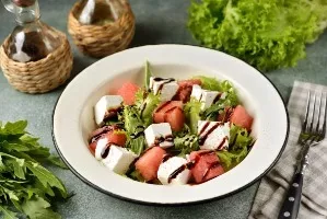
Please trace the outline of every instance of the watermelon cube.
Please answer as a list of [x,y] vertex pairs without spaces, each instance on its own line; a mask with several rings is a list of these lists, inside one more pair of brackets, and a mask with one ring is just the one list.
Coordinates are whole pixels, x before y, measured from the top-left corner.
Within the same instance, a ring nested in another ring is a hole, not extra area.
[[166,151],[160,147],[152,147],[136,162],[136,169],[145,181],[153,181]]
[[126,82],[117,91],[117,94],[124,99],[124,103],[127,105],[132,105],[136,102],[136,93],[140,88],[131,82]]
[[196,183],[203,183],[224,173],[214,151],[192,151],[189,159],[195,163],[191,175]]

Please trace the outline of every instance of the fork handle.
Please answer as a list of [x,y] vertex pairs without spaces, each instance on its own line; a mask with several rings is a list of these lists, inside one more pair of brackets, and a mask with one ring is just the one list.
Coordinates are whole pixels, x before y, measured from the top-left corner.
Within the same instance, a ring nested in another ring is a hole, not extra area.
[[278,219],[296,219],[301,203],[303,173],[295,173]]

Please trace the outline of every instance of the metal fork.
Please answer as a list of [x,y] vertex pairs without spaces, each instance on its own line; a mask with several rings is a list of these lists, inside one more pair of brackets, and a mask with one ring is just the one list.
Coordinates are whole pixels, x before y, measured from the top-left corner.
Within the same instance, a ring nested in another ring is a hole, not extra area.
[[[323,112],[324,111],[324,112]],[[302,124],[299,143],[302,146],[301,160],[280,209],[278,219],[296,219],[302,196],[303,175],[308,166],[308,151],[318,145],[326,135],[327,94],[308,92],[305,118]]]

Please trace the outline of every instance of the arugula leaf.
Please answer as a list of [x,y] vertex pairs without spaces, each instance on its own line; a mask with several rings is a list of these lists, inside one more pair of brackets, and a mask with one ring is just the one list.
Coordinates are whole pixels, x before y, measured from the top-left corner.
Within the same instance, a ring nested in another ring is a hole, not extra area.
[[129,138],[126,145],[126,147],[130,148],[132,152],[140,155],[145,148],[145,138],[144,136],[140,136],[136,139]]
[[179,152],[179,157],[185,157],[191,151],[200,150],[198,137],[196,135],[186,135],[184,137],[174,138],[174,151]]
[[0,204],[0,212],[3,214],[3,219],[17,219],[16,212],[9,210],[7,206],[3,206],[1,204]]
[[231,170],[248,154],[250,146],[254,142],[252,136],[245,128],[232,124],[230,130],[230,148],[227,151],[218,151],[217,154],[223,164],[225,171]]
[[131,135],[138,127],[143,127],[140,111],[135,105],[124,107],[125,130]]
[[19,120],[15,123],[8,122],[3,128],[0,128],[0,135],[7,135],[7,136],[24,135],[26,134],[25,131],[26,127],[27,127],[27,120]]
[[152,77],[152,72],[151,72],[151,69],[150,69],[151,67],[150,67],[150,64],[149,64],[149,61],[147,60],[145,61],[145,71],[144,71],[144,73],[145,73],[145,77],[144,77],[144,85],[145,85],[145,89],[148,90],[148,89],[150,89],[150,78]]
[[50,200],[66,198],[66,187],[40,163],[65,165],[25,130],[26,125],[24,120],[4,126],[0,122],[0,212],[4,218],[16,218],[12,210],[28,218],[60,218]]
[[47,187],[57,187],[62,197],[67,197],[67,191],[59,178],[57,178],[51,172],[42,166],[38,163],[32,163],[31,161],[26,162],[26,168],[33,172],[33,174],[39,180],[39,182]]
[[141,183],[145,183],[147,181],[144,180],[144,177],[141,175],[141,173],[137,170],[132,171],[129,175],[129,177],[131,177],[135,181],[141,182]]
[[198,131],[198,120],[201,119],[201,103],[195,99],[190,99],[184,106],[184,113],[191,134]]
[[326,14],[325,0],[201,0],[191,1],[187,25],[201,45],[272,70],[305,57]]
[[210,78],[206,76],[196,76],[194,79],[199,79],[201,81],[201,88],[209,91],[221,91],[219,81],[215,78]]
[[61,169],[68,170],[67,165],[63,163],[63,161],[59,157],[50,154],[48,160],[50,163],[52,163]]

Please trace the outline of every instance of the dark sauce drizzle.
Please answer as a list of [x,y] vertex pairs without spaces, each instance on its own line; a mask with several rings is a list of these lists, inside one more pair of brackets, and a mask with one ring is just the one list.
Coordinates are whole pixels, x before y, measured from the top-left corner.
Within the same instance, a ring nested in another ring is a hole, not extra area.
[[207,168],[206,172],[203,173],[203,175],[202,175],[202,180],[205,180],[205,178],[207,177],[207,175],[209,174],[209,172],[210,172],[211,169],[218,168],[218,166],[220,166],[220,165],[221,165],[221,164],[220,164],[219,161],[215,161],[215,162],[211,163],[211,164]]
[[114,130],[114,128],[112,126],[105,126],[103,128],[101,128],[102,130],[95,135],[93,135],[91,137],[91,143],[94,141],[97,141],[102,136],[104,136],[105,134],[107,134],[108,131]]

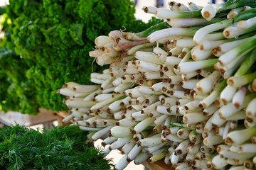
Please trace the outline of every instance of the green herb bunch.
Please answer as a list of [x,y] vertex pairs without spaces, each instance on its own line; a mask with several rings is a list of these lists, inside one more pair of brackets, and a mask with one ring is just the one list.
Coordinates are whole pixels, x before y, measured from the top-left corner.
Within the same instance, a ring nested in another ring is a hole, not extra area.
[[[0,54],[0,79],[5,82],[0,84],[0,109],[5,112],[36,114],[40,107],[67,110],[58,89],[69,81],[89,84],[92,68],[94,72],[106,68],[92,67],[93,58],[88,56],[98,35],[115,29],[139,32],[160,22],[136,20],[130,0],[10,0],[9,4],[1,21],[6,34],[1,46],[18,57],[2,59]],[[4,75],[6,70],[11,74]]]
[[50,130],[0,128],[0,169],[110,169],[110,160],[85,142],[87,132],[68,125]]

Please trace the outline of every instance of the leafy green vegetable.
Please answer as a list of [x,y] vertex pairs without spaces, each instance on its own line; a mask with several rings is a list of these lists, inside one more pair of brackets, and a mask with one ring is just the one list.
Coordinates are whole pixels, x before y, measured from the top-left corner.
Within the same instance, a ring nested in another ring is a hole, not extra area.
[[[61,102],[63,96],[56,92],[65,82],[90,84],[93,58],[88,52],[97,36],[124,29],[122,26],[127,31],[139,32],[161,21],[136,20],[134,4],[129,0],[9,3],[1,21],[6,33],[1,46],[15,53],[4,59],[6,64],[0,62],[1,72],[9,72],[1,76],[6,83],[0,84],[0,108],[5,112],[36,114],[40,107],[67,110]],[[106,67],[94,64],[93,71]]]
[[110,169],[102,151],[85,143],[87,134],[74,125],[42,133],[18,125],[0,128],[0,169]]

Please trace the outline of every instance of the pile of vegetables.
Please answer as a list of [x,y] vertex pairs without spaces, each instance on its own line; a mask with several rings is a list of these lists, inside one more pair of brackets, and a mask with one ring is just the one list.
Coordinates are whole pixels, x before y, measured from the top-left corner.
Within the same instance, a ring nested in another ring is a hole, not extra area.
[[88,57],[97,36],[113,28],[143,30],[160,21],[136,20],[129,0],[10,0],[5,11],[0,110],[29,114],[39,108],[67,110],[57,90],[68,81],[90,84],[92,69],[106,68],[92,66]]
[[110,67],[90,74],[96,85],[60,89],[63,121],[102,139],[105,155],[120,149],[116,169],[161,159],[175,169],[255,169],[255,1],[169,6],[144,8],[169,28],[96,38],[90,55]]
[[110,169],[102,150],[86,142],[78,126],[49,130],[18,125],[0,128],[1,169]]

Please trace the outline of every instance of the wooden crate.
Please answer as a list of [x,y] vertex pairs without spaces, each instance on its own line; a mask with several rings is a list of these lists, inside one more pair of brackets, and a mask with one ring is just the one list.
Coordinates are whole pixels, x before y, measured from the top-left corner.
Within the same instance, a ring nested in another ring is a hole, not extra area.
[[19,112],[9,111],[6,113],[0,112],[0,123],[6,125],[15,124],[25,126],[33,126],[39,124],[45,124],[56,120],[57,114],[45,108],[40,108],[39,113],[36,115],[21,114]]

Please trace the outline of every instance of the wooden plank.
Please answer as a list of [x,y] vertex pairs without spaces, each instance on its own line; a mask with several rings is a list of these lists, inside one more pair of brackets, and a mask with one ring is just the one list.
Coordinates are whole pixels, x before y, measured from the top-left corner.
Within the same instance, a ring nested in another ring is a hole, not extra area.
[[166,164],[164,159],[161,159],[154,164],[150,164],[146,161],[142,164],[150,170],[174,170],[171,164]]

------------------------------

- Exercise requirements -
State how many lines in the material above contain the word "wooden", treating uppercase and lowercase as different, and give only the number.

- Full output -
2